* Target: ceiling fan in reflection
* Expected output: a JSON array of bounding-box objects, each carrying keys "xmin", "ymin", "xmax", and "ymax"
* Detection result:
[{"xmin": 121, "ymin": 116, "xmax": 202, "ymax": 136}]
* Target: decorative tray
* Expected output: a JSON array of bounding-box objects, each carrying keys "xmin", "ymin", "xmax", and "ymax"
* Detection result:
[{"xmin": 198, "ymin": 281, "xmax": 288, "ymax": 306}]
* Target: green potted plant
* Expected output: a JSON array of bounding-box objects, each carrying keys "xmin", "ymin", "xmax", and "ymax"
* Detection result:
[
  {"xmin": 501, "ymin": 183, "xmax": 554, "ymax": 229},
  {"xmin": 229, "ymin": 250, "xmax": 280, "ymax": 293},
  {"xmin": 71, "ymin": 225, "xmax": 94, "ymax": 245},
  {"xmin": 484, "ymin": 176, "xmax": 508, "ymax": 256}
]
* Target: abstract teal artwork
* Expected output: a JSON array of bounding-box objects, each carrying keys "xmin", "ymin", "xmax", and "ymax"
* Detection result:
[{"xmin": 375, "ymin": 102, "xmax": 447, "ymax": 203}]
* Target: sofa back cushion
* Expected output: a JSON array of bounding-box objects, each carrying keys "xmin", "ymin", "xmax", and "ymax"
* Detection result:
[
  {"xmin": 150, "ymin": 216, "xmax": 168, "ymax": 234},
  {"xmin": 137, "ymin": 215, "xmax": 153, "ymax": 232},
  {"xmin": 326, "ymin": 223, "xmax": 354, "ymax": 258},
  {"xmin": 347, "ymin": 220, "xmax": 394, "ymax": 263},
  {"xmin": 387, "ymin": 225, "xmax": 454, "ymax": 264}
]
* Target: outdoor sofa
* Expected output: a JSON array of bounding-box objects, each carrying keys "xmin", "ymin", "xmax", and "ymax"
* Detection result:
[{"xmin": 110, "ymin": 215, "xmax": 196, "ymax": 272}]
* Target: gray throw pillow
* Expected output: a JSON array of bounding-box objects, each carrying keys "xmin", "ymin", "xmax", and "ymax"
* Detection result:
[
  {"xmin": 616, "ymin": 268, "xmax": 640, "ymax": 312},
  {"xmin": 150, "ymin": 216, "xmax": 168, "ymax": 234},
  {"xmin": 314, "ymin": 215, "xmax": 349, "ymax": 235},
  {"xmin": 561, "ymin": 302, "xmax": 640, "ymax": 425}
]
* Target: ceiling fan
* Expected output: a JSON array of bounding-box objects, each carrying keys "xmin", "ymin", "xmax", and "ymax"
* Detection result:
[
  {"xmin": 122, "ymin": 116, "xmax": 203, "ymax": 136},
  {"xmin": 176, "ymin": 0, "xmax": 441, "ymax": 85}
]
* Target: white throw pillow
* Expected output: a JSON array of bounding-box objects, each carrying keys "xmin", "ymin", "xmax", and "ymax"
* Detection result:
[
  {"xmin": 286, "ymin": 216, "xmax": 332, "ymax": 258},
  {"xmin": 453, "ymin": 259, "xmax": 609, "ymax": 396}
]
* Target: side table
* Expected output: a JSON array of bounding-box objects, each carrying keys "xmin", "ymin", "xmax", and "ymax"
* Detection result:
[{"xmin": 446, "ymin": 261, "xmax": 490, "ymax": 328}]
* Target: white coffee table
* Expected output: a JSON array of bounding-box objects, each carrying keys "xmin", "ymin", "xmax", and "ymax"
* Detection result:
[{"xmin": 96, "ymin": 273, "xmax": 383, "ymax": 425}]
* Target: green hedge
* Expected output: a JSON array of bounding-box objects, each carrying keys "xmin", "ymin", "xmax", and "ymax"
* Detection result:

-------------------------

About this exercise:
Write the listing out again, word for word, in its entirety.

Output for this exercise:
* Target: ceiling fan in reflection
* Expected output: a JSON array of bounding-box objects, each carrying keys "xmin", "ymin", "xmax", and "ymax"
* Detection result:
[{"xmin": 121, "ymin": 116, "xmax": 202, "ymax": 136}]
* Target: decorative tray
* Expected output: a JSON array of bounding-box objects, each carrying keys "xmin", "ymin", "xmax", and "ymax"
* Detection result:
[{"xmin": 198, "ymin": 281, "xmax": 288, "ymax": 306}]
* Target: green potted plant
* Expected output: a JSON array of bounding-box objects, each carrying keys "xmin", "ymin", "xmax", and "ymax"
* Detection result:
[
  {"xmin": 501, "ymin": 183, "xmax": 554, "ymax": 229},
  {"xmin": 229, "ymin": 250, "xmax": 280, "ymax": 293},
  {"xmin": 71, "ymin": 225, "xmax": 94, "ymax": 245},
  {"xmin": 484, "ymin": 176, "xmax": 508, "ymax": 256}
]
* Target: abstract teal artwork
* Expected output: a JSON array of bounding-box objects, each carrying keys "xmin", "ymin", "xmax", and "ymax"
* Detection result:
[{"xmin": 375, "ymin": 102, "xmax": 447, "ymax": 203}]
* Target: sofa back cushion
* Expected output: a JSON array of bounding-box objects, each carrying keys "xmin", "ymin", "xmax", and "ymax"
* Detection result:
[
  {"xmin": 150, "ymin": 216, "xmax": 168, "ymax": 234},
  {"xmin": 137, "ymin": 215, "xmax": 153, "ymax": 232},
  {"xmin": 326, "ymin": 223, "xmax": 354, "ymax": 258},
  {"xmin": 347, "ymin": 220, "xmax": 394, "ymax": 263},
  {"xmin": 387, "ymin": 225, "xmax": 454, "ymax": 264}
]
* Target: outdoor sofa
* Expected output: a JSON array of bounding-box objects, each carrying keys "xmin", "ymin", "xmax", and "ymax"
* Detection result:
[{"xmin": 110, "ymin": 215, "xmax": 196, "ymax": 272}]
* Target: gray throw pillow
* Expected output: a JSON array of bounding-box objects, each carrying keys "xmin", "ymin", "xmax", and "ymax"
* Detection result:
[
  {"xmin": 616, "ymin": 268, "xmax": 640, "ymax": 312},
  {"xmin": 150, "ymin": 216, "xmax": 168, "ymax": 234},
  {"xmin": 314, "ymin": 215, "xmax": 349, "ymax": 235},
  {"xmin": 561, "ymin": 302, "xmax": 640, "ymax": 425}
]
* Target: ceiling fan
* Expected output: a JSON array of bounding-box objects, each carrying keys "xmin", "ymin", "xmax", and "ymax"
* Detection result:
[
  {"xmin": 122, "ymin": 116, "xmax": 203, "ymax": 136},
  {"xmin": 176, "ymin": 0, "xmax": 441, "ymax": 85}
]
* Target: white throw pillow
* Expected output: a JSON array of bounding-box objects, each carrying keys "xmin", "ymin", "xmax", and "ymax"
* Detection result:
[
  {"xmin": 286, "ymin": 216, "xmax": 332, "ymax": 258},
  {"xmin": 453, "ymin": 259, "xmax": 609, "ymax": 396}
]
* Target: side table
* Expected output: a JSON array of bounding-box objects, each carrying keys "xmin", "ymin", "xmax", and "ymax"
* Detection result:
[{"xmin": 446, "ymin": 261, "xmax": 490, "ymax": 328}]
* Target: white coffee table
* Expected output: a JSON array of bounding-box objects, each carrying keys "xmin", "ymin", "xmax", and "ymax"
* Detection result:
[{"xmin": 96, "ymin": 273, "xmax": 383, "ymax": 425}]
* Target: green hedge
* Expected output: a JSON array of bounding-box objects, each carrying keys "xmin", "ymin", "xmax", and "ymax"
* Detection result:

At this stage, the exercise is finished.